WHAT THE TASK REQUIRES ->
Reproduce each line of the material precisely.

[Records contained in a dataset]
......

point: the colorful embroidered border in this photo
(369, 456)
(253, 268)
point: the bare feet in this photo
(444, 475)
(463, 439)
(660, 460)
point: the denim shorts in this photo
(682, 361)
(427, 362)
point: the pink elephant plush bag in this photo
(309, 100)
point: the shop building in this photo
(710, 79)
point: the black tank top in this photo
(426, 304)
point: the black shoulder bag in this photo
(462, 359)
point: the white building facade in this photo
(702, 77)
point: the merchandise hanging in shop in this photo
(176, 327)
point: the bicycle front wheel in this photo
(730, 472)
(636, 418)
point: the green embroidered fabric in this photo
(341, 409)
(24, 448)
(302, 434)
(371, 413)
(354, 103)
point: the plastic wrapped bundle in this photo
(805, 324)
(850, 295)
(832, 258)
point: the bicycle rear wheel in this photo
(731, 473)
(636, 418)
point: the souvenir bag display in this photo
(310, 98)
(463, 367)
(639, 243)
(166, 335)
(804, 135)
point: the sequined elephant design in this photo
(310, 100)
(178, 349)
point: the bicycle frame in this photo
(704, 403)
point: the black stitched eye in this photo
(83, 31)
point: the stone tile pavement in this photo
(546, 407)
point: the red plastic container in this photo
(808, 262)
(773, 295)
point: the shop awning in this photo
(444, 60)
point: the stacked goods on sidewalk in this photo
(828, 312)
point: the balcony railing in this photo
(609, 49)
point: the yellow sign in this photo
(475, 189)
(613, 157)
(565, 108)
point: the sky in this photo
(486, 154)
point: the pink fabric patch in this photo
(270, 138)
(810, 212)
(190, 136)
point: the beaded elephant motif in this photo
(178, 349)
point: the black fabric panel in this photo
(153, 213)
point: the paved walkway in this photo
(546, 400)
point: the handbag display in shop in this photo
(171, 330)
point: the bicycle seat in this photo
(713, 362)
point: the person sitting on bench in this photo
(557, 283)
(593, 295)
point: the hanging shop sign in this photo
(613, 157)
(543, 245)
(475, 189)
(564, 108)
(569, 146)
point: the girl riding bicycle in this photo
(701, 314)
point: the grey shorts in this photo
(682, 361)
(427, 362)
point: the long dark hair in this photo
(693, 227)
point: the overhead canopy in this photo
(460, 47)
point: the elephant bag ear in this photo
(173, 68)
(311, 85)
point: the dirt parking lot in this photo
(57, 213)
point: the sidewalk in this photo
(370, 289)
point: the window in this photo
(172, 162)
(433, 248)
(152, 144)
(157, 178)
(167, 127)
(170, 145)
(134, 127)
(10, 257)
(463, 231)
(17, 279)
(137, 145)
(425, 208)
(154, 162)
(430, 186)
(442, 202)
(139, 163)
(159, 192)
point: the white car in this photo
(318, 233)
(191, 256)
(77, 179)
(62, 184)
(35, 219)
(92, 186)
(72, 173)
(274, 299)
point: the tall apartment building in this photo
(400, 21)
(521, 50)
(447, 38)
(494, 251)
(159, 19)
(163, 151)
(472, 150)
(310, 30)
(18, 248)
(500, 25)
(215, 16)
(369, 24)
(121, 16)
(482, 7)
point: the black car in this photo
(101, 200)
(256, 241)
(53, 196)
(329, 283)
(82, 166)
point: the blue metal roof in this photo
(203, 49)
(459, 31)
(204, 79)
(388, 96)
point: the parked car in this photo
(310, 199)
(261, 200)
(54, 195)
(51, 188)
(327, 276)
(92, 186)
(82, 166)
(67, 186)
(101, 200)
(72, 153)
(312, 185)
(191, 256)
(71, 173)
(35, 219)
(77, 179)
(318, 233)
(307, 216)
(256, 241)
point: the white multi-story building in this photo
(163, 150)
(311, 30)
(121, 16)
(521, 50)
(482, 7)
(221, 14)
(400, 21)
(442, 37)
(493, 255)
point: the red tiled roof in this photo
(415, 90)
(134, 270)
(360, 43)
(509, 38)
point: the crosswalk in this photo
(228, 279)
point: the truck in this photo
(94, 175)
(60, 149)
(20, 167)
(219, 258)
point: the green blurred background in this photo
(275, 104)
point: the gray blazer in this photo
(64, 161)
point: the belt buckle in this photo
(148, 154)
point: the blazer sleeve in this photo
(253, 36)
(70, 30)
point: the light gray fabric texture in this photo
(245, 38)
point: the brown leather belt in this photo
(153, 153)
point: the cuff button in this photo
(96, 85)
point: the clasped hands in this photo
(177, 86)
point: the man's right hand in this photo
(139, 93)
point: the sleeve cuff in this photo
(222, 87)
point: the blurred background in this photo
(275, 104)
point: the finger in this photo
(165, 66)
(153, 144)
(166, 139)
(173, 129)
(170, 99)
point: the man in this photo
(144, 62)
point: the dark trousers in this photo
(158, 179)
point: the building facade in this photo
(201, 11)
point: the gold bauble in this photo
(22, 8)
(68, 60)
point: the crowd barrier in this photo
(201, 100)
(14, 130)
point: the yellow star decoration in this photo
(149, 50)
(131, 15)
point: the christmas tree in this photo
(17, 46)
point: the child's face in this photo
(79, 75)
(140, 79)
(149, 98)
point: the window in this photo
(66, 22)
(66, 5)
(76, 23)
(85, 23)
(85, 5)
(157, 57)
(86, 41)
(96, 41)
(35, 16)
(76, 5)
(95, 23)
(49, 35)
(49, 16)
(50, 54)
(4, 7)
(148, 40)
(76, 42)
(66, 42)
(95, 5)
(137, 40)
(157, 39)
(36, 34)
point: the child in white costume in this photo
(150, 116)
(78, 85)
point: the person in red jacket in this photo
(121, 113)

......

PROBLEM SOLUTION ->
point: the colorful embroidered border in this photo
(369, 456)
(253, 268)
point: the bare feet in this photo
(444, 475)
(463, 439)
(660, 460)
point: the denim shorts in this photo
(682, 361)
(427, 362)
point: the pink elephant plush bag in this photo
(309, 100)
point: the shop building in this photo
(710, 79)
point: the black tank top in this photo
(426, 304)
point: the black shoulder bag in this photo
(462, 359)
point: the white building facade in this photo
(702, 77)
point: the merchandise hanging in shop in this photo
(176, 327)
point: the bicycle front wheel in this photo
(730, 472)
(636, 418)
point: the green embroidered fabric in this photo
(341, 409)
(24, 448)
(302, 434)
(371, 413)
(354, 103)
point: the plastic wrapped bundle in this photo
(805, 324)
(850, 295)
(832, 258)
point: the bicycle rear wheel in this photo
(731, 473)
(636, 418)
point: the souvenir bag display in this photo
(310, 98)
(463, 367)
(639, 243)
(166, 335)
(804, 135)
point: the sequined elephant design in this photo
(310, 100)
(178, 349)
point: the bicycle frame in this photo
(704, 403)
point: the black stitched eye in this photo
(83, 31)
point: the stone tile pavement in this photo
(546, 407)
point: the red plastic container in this photo
(808, 262)
(773, 295)
point: the shop awning in this photo
(444, 60)
point: the stacked goods on sidewalk in this photo
(828, 312)
point: the balcony railing in this photo
(609, 49)
point: the yellow sign in this photo
(475, 189)
(613, 157)
(565, 108)
point: the sky in this photo
(486, 154)
point: the pink fabric patch in this photo
(270, 138)
(810, 212)
(190, 136)
point: the beaded elephant motif in this photo
(178, 349)
point: the black fabric panel in this photo
(153, 213)
point: the paved walkway in this photo
(546, 400)
point: the handbag display in shop in this photo
(171, 330)
point: the bicycle seat in this photo
(713, 362)
point: the person sitting on bench in this photo
(557, 283)
(593, 295)
point: the hanging shop sign in this photo
(613, 157)
(543, 245)
(475, 189)
(564, 108)
(569, 146)
point: the girl riding bicycle in this photo
(701, 314)
point: the grey shorts in this photo
(682, 361)
(427, 362)
point: the long dark hair in this photo
(693, 227)
point: the overhead canopy in this photo
(460, 47)
point: the elephant bag ear in this photo
(173, 68)
(311, 85)
point: the dirt parking lot in this photo
(57, 213)
point: the sidewalk in this photo
(370, 289)
point: the window in this photo
(172, 162)
(433, 248)
(152, 144)
(157, 178)
(167, 127)
(170, 145)
(134, 127)
(10, 257)
(463, 231)
(17, 279)
(137, 145)
(425, 208)
(154, 162)
(430, 186)
(442, 202)
(139, 163)
(159, 192)
point: the white car in this photo
(318, 233)
(191, 256)
(77, 179)
(62, 184)
(35, 219)
(92, 186)
(72, 173)
(274, 299)
point: the tall apartment building in this photo
(400, 21)
(521, 50)
(447, 38)
(494, 251)
(159, 19)
(163, 151)
(472, 150)
(310, 30)
(18, 248)
(500, 25)
(215, 16)
(369, 24)
(121, 16)
(482, 7)
point: the black car in this photo
(101, 200)
(256, 241)
(53, 196)
(329, 283)
(82, 166)
point: the blue metal roof in this photo
(203, 49)
(459, 31)
(204, 79)
(388, 96)
point: the parked car in this photo
(310, 199)
(261, 200)
(54, 195)
(51, 188)
(327, 276)
(92, 186)
(82, 166)
(67, 186)
(101, 200)
(72, 153)
(312, 185)
(191, 256)
(71, 173)
(35, 219)
(77, 179)
(318, 233)
(307, 216)
(256, 241)
point: the white multi-story building in this photo
(163, 150)
(311, 30)
(121, 16)
(521, 50)
(482, 7)
(221, 14)
(400, 21)
(442, 37)
(493, 255)
point: the red tiled roof in this photo
(415, 90)
(134, 270)
(360, 43)
(509, 38)
point: the crosswalk in this photo
(228, 279)
point: the truck in this photo
(94, 175)
(60, 149)
(20, 167)
(219, 258)
point: the green blurred background in this photo
(275, 104)
point: the gray blazer in this photo
(64, 161)
point: the belt buckle in this photo
(148, 154)
point: the blazer sleeve in this photo
(253, 36)
(70, 30)
point: the light gray fabric texture in this photo
(245, 38)
point: the brown leather belt in this photo
(153, 153)
point: the cuff button in this photo
(96, 85)
point: the clasped hands in this photo
(177, 86)
point: the man's right hand in this photo
(139, 93)
point: the sleeve cuff in this photo
(222, 87)
point: the blurred background in this photo
(275, 104)
point: the finger in this photo
(165, 66)
(153, 144)
(166, 139)
(173, 129)
(170, 99)
point: the man in this photo
(144, 62)
point: the dark trousers in this photo
(158, 179)
point: the building facade in this photo
(201, 11)
point: the gold bauble in this photo
(22, 8)
(68, 60)
point: the crowd barrier in this photo
(201, 100)
(14, 130)
point: the yellow star decoration in this photo
(149, 50)
(131, 15)
point: the christmas tree in this photo
(17, 46)
point: the child's face in this photo
(79, 75)
(140, 79)
(149, 98)
point: the window in this photo
(66, 22)
(66, 5)
(76, 23)
(85, 23)
(85, 5)
(157, 57)
(86, 41)
(96, 41)
(35, 16)
(76, 5)
(95, 23)
(49, 35)
(49, 16)
(50, 54)
(4, 7)
(148, 40)
(76, 42)
(66, 42)
(95, 5)
(137, 40)
(157, 39)
(36, 34)
point: the child in white costume in this photo
(150, 116)
(78, 85)
point: the person in red jacket in this photo
(121, 113)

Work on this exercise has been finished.